• [LIST OF TASKS]:
1. In the wallet-tracking design text, what is the primary key of the Transaction table?
2. In the wallet-tracking design text, take the part that opens with the words containing "The Transaction table" and closes with "gained or loss.", and write it out with "bitcoin" swapped for "Ethereum".
3. Write the next part of the wallet-tracking design text, picking up after its final sentence.

• [ARTICLE]:
═══

Each user may be associated to multiple wallet addresses and multiple wallet addresses may be associated with multiple users. This table maintains the relationship between a username and its tracked wallets. The reason for this association is that we wish to display the information from all associated wallets to the requesting user. For this cause, we use a many-to-many table.

<association_id>

The association_id will be a generated index and primary key. We do not need it but could help in the future and is also necessary within the SQLAlchemy framework.

Transaction table

The Transaction table will keep track of transaction hashes and some useful information on the transaction. Since transactions on bitcoin can be from multiple people to multiple people, we opt to use another table to show value transfers of individual wallet addresses separate. Here the primary key is the transaction hash.

<tx_hash> <total_val>

Value Transfer table

The Value Transfer table keeps track of the participation of the addresses within a transaction, that is their address and value gained or loss.

<tx_hash>

There is no indicator of whether the address was form or two, we simply look at the value, if it is negative, that address was an input in the transaction, if positive, an output.

Server-side API

USER

POST create_user [Complete]

This API call will take in a username and a name. If that username is not taken, it will create a new user entry with the given information.

DELETE delete_user [Complete]

This API call will take in a username and delete the corresponding entry for it. Additionally, it will delete all association information to tracked wallets.

═══

• [PROVIDED DATA]:
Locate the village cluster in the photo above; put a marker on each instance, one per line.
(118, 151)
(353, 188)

═══

• [ANSWERS GIVEN]:
1. The transaction hash.

2.
The Transaction table will keep track of transaction hashes and some useful information on the transaction. Since transactions on Ethereum can be from multiple people to multiple people, we opt to use another table to show value transfers of individual wallet addresses separate. Here the primary key is the transaction hash.

<tx_hash> <total_val>

Value Transfer table

The Value Transfer table keeps track of the participation of the addresses within a transaction, that is their address and value gained or loss.

3.
GET user [Incomplete]

This API call will return user information based on username. Not critical for the purposes of this demo.

GET all_users [Complete]

This API call returns the information on all the users. More advanced queries and API calls can be generated but this API call is more of a dev debugging tool than anything.

WALLET

POST add_wallet [Complete]

This API call adds a wallet, it takes in an address and a username. If a wallet entry is not created for this address (the wallet is not yet tracked), it instantiates one, and sets the transaction number and last updated time to 0. The call then associates the wallet to the username if it isn't already.

DELETE remove_wallet [Complete]

This API call removes an association between a wallet and a user. It takes a wallet and a user as parameters.

GET query_wallets [Complete]

This API call returns all the wallets given a username. All the wallets that are associated to that user, that is.

GET get_users_by_wallet [Complete]

This API call returns all usernames associated to a given wallet address. This is more of an admin API call.

UPDATE

These are scraping API calls.

POST update [Complete]

This API call will update transactional information of a given address to the database. Since we keep note of the amount of transactions stored for a given wallet, we only search for results post those transactions and update.

POST update_user_wallets [Complete]

This API call will go through all the wallet addresses associated with the given username and update transactional information for them.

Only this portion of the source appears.